Carry on the transcript of the Egnor–Dillahunty debate on the existence of God, starting after its final exchange.

* **Supplied passage**
★ ★ ★ ★ ★

4: Egnor Now Tries To Find Out What Dillahunty Actually Knows…About philosophical arguments for the existence of God, as he begins a rebuttal
Readers and viewers who have been following this debate, “Does God exist?” (September 17, 2021), between theist neurosurgeon Michael Egnor and atheist broadcaster Matt Dillahunty may recall that it opened with Egnor explaining why, as former atheist, he became a theist. Then Dillahunty explained why, as a former theist, he became an atheist. Michael Egnor then stated his case, offering ten proofs for the existence of God. Matt Dillahunty responded that they wre all unfalsifiable propositions. Now it is Egnor’s turn to rebut Dillahunty. The conversation was somewhat rambunctious and has been condensed for print:
A partial transcript (beginning at 36:30) and notes follow:
Michael Egnor: Well, first of all, you mentioned that you don’t defend the existence of leprechauns and fairies. Of course I don’t either. The arguments for God’s existence are of an entirely different nature. So Christians don’t believe that leprechauns and fairies exist either. [00:36:30]
The burden of proof is on all of us. That is, that the reality is that the vast majority of people in human history, including the vast majority of the best minds, best philosophers, and best scientists have been theists. So the argument that atheists don’t have anything to prove is nonsense. Nature is full of evidence, massive evidence, for a mind, for intellect behind it. And for atheists to say, “Ah, I don’t have to prove that that’s not real,” is nonsense. We all have a burden of proof in this, and you can’t just run out on it. You have to prove your case, I have to prove mine. And… [00:37:00]
Matt Dillahunty: My case is that you haven’t proved your case.
Michael Egnor: What is my case? What is Aquinas’s First Way? Tell me it.
Matt Dillahunty: That’s the, essentially the First Mover. It’s an argument from change.
Michael Egnor: What is the argument?
Matt Dillahunty: I don’t have it written in front of me, I’m not going to necessarily remember it specifically. You summarized it earlier…
Michael Egnor: Then how is it that you claim that that case is not made when you don’t even know what the argument is?
Matt Dillahunty: Okay, first of all, I think it’s … Wow, all right. I’ve spent most of my life studying with this stuff, and dealing with it. The fact that I’m not going to be able, when you rattle off 10 arguments in your opening, in a span of 10 minutes, it’s not like you gave much substance, and you certainly didn’t give any definition, and you did not provide any actual evidence. For you to then suggest that I’m somehow failing because I can’t regurgitate, after giving my opening, an argument from Aquinas that others have dealt with, when what we’re talking about at this particular point is the burden of proof. Now, for people… [00:38:00]
Note: Aquinas’s First Way: The observation that change exists in nature. Some of these causal chains, are called instrumental change. [00:09:00 here]
Instrumental change is a chain where each cause needs to continue to exist to cause the next cause. A good example — one that Aristotle used — was a man pushing a rock with a stick. The stick is a cause, of sorts, but there needs to be a hand pushing the stick. The stick doesn’t have the ability] to cause things by itself… When you have a chain of possibilities, there has to be something that causes the whole thing to start happening. And that is what all men call God. [00:09:30]
Michael Egnor: Which one of the 10 arguments that I gave you do you understand? [00:38:30]
Matt Dillahunty: If you ask me a question and I start to … Am I going to get to answer your question? Let’s assume that I don’t understand any of them.

★ ★ ★ ★ ★

* **Listed entries**
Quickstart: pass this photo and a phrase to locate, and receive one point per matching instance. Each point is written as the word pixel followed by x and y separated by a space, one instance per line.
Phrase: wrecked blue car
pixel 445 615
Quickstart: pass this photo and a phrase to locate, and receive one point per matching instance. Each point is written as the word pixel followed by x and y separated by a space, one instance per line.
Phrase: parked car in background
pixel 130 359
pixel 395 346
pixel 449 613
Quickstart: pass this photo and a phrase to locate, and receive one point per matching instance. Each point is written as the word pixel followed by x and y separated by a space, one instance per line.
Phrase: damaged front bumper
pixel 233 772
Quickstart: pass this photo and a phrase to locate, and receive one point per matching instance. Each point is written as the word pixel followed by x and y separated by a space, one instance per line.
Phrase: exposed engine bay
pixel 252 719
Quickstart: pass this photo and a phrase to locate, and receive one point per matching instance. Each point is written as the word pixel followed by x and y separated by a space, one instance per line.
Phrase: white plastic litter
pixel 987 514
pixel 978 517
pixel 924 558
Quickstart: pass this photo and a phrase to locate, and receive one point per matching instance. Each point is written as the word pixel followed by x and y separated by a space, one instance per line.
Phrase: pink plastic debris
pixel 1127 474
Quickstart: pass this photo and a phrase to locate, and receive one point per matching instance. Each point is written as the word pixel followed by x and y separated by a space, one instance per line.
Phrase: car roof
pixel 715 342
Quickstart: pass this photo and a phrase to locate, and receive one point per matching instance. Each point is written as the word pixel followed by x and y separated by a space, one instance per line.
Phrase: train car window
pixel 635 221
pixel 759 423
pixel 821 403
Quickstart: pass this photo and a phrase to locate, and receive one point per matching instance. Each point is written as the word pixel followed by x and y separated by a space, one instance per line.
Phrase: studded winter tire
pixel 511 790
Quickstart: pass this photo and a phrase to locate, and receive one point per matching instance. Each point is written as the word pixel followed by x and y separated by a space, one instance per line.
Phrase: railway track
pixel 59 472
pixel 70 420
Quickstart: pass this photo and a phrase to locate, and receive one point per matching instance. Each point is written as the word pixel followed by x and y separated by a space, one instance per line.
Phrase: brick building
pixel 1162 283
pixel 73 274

★ ★ ★ ★ ★

* **Response to the task**
Michael Egnor: All right. So then why do you think they’re wrong?
Matt Dillahunty: Well, I’ve evaluated each of them at different times, and found them wanting. [00:39:00]
Michael Egnor: So you used to understand them, but you forgot them.
Matt Dillahunty: See, the whole point of tonight’s debate is to demonstrate that a God exists, and all I did was point out about where a burden of proof is, and you immediately start to suggest that I don’t understand what I’m talking about, which may be fine, and it may be fair, but it doesn’t do anything to prove your God. If you think that you proved your God by rattling off short intro to philosophy versions of arguments that have long been debated, you don’t understand the robustness of this. [00:39:30]
Michael Egnor: Matt, I’ll be happy to give you these arguments in detail. What I want to establish before that is that your arguments are not based on any actual knowledge. You don’t know the arguments for God’s existence. So your claim that they’re not true…
Matt Dillahunty: Which of my arguments do you reject? The argument from divine hiddenness is the only one I presented. The argument from divine hiddenness isn’t based on an understanding of any of your arguments, so please, tell me where my argument’s wrong. [00:40:00]
Michael Egnor: No, your argument is that God’s existence has not been proven.
Matt Dillahunty: Correct.
Michael Egnor: You don’t understand the arguments for God’s existence. Tell me Aquinas’s Second Way. What’s the second way?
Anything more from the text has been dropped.